* **Page extract**:

We have already seen how pattern matching can be used with functions, but it does integrates with other features of Elixir as well, like conditionals, let’s check bellow how we could use tuples and pattern matching to smoothly treat some cases.

The case is one of the control flow structures available in Elixir, we also have cond and if but we will talk about those in a different episode, for now let’s stick with case and how we can use it together with pattern matching

# Let's create two maps, one representing an user and another
# one representing an admin
user = %{name: "Joe Doe"}
admin = %{name: "Jane Doe", admin: true}

defmodule MapTest do
  def run(map) do
    # We'll use the same `fetch` method we have used in the previous
    # example, it will return a tuple `{:ok, value}` if it
    # finds the key, or the atom :error if it doesn't
    case Map.fetch(map, :admin) do

      # Here we treat the first option using pattern matching, it will
      # try to match the result of `Map.fetch(map, :admin)` with
      # `{ok, var}`, so if it finds the key it will match it and
      # assign `var` and the value for that `key`
      {:ok, var} ->
        IO.inspect "Admin: #{var}"

* **Supplied material**:
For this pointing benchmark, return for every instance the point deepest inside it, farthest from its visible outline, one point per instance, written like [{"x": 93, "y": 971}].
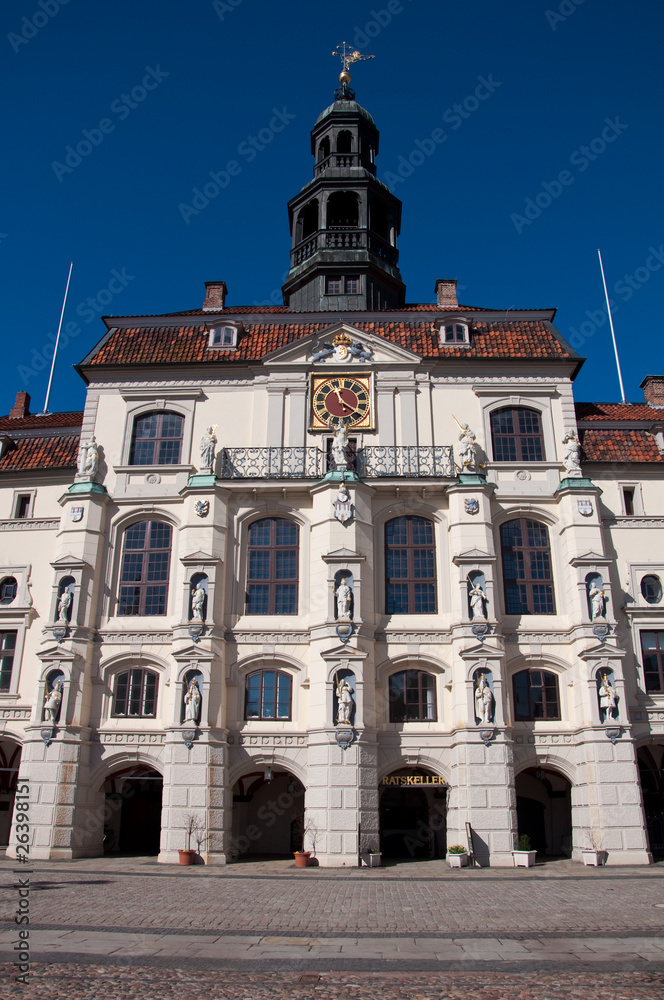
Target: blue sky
[{"x": 554, "y": 149}]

* **Aim**:
From the Elixir pattern-matching excerpt, extract word for word the passage that opens with the words containing "We have already" and closes with "treat some cases.". Work only from the Elixir pattern-matching excerpt; the material plays no part here.

* **Response below**:
We have already seen how pattern matching can be used with functions, but it does integrates with other features of Elixir as well, like conditionals, let’s check bellow how we could use tuples and pattern matching to smoothly treat some cases.